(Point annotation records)
## begin
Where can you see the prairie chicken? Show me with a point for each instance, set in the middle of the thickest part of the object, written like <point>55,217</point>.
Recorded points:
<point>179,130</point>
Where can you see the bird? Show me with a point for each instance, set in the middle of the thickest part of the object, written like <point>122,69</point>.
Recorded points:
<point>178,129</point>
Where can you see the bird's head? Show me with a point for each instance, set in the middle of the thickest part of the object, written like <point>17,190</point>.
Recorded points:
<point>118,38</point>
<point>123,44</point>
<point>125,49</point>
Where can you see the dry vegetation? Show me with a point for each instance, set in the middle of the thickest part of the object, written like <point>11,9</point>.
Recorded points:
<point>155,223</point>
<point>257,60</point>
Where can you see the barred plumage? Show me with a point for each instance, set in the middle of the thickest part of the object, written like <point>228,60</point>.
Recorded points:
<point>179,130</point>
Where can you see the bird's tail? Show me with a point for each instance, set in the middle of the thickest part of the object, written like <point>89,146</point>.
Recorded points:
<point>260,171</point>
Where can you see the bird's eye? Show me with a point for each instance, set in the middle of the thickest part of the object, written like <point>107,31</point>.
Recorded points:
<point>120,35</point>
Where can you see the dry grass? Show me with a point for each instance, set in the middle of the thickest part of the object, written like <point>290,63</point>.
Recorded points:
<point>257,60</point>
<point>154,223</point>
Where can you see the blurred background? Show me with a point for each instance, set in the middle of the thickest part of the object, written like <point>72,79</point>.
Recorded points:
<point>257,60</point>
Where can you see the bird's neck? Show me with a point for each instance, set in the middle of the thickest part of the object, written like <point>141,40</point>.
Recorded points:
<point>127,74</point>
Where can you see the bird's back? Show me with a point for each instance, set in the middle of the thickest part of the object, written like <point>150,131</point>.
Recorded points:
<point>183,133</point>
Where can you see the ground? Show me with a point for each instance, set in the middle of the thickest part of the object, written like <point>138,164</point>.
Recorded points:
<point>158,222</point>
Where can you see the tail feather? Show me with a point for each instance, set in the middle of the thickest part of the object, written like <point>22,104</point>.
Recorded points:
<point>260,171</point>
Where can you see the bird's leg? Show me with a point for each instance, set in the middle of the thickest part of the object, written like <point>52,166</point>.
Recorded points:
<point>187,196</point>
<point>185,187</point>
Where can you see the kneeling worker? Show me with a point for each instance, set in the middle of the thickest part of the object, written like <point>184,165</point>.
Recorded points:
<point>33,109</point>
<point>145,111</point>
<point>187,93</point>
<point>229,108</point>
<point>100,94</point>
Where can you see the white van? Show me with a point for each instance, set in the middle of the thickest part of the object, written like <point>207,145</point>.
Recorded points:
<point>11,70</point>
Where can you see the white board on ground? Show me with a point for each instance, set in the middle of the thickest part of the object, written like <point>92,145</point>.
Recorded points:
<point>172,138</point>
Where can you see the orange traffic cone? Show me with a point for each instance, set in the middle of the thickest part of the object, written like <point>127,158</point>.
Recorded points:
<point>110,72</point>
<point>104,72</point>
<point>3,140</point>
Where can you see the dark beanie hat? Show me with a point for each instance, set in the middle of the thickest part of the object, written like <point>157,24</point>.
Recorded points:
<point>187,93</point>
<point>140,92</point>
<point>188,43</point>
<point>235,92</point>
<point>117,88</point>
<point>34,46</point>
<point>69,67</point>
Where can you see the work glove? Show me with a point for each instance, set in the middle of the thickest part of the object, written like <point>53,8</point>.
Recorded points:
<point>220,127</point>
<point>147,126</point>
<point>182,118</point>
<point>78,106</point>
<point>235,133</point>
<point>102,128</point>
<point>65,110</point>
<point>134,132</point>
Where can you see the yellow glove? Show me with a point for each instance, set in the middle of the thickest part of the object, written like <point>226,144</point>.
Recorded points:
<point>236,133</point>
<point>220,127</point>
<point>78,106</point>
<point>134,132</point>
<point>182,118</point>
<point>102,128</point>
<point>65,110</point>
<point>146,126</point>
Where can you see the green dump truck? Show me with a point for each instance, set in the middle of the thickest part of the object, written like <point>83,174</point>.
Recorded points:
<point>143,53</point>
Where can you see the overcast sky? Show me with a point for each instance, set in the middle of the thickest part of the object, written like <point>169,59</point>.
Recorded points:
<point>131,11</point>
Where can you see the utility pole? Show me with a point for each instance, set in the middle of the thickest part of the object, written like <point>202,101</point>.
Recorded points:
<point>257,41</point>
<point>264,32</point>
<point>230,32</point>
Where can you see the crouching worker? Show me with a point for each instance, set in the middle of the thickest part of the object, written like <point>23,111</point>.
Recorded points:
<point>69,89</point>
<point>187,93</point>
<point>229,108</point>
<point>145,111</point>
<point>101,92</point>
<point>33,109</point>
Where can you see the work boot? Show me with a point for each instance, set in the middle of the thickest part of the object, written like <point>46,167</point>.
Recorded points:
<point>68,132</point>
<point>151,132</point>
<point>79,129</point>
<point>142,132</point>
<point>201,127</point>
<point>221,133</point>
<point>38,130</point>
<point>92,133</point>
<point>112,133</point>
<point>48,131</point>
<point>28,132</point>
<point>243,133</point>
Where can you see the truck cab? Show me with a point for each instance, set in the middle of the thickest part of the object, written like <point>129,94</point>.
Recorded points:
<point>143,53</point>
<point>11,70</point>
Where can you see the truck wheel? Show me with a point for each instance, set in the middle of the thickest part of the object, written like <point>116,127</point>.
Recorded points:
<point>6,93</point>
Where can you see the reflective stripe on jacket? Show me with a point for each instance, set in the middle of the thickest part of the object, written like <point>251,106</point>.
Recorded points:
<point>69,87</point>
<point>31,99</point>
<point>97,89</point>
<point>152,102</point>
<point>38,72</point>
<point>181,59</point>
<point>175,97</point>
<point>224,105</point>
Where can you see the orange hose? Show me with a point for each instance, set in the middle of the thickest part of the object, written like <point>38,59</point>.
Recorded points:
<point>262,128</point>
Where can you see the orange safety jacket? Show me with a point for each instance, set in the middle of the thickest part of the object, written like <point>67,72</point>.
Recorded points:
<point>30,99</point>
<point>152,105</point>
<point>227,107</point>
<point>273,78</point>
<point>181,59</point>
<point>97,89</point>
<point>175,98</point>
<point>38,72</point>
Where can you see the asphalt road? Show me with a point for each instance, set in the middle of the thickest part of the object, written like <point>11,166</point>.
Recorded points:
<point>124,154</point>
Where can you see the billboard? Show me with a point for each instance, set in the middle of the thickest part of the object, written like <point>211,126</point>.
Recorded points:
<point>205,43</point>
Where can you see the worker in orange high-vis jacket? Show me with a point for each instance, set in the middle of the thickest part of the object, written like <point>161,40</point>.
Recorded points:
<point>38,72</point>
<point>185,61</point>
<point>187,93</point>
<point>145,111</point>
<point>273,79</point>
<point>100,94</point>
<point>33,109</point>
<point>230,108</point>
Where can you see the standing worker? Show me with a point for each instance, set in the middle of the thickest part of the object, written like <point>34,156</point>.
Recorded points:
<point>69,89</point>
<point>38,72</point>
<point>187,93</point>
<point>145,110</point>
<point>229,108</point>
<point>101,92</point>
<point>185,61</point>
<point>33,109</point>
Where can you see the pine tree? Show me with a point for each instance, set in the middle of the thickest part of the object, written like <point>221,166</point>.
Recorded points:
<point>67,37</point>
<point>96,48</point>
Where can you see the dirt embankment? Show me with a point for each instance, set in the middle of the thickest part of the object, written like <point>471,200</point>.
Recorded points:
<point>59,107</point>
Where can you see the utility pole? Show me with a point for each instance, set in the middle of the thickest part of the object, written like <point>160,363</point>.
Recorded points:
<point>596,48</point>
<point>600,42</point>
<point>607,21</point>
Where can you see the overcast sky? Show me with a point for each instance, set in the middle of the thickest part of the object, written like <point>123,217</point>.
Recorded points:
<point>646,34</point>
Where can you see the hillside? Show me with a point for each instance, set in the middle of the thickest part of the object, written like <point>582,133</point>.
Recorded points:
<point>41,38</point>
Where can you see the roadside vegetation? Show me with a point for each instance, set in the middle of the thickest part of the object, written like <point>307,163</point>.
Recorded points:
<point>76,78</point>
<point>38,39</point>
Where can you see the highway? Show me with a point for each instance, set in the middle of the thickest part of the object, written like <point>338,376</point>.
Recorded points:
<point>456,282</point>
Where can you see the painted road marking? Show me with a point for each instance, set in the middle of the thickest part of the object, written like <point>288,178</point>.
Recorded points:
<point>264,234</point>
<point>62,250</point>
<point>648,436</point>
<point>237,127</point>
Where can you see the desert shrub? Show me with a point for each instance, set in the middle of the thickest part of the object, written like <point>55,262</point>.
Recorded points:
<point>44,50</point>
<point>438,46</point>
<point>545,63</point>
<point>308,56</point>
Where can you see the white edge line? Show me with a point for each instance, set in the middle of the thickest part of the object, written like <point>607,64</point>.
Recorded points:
## end
Repeat word for word everything from the line containing "Where can you see the bird's eye?" down to the line containing "<point>183,133</point>", including both of those lines.

Where can you see the bird's eye? Show me with a point for each instance, set in the middle of the thickest part of the object, written like <point>107,31</point>.
Recorded points:
<point>120,35</point>
Where can you see the dry grass? Show me with a point for each instance, set in the middle of the thickest part of the object, written like <point>290,63</point>.
Recorded points:
<point>257,60</point>
<point>154,223</point>
Where can you see the blurred background? Show me with a point for each instance, set in the middle of the thickest part of the object, written like <point>72,79</point>.
Recorded points:
<point>257,60</point>
Where can you see the bird's neck? Show me with a point for each instance, set in the middle of the thickest part of the object, written like <point>141,40</point>.
Recorded points:
<point>127,74</point>
Where can you see the bird's back? Show me with a point for each instance, set in the middle of the thickest part of the object, written like <point>150,131</point>.
Recorded points:
<point>183,133</point>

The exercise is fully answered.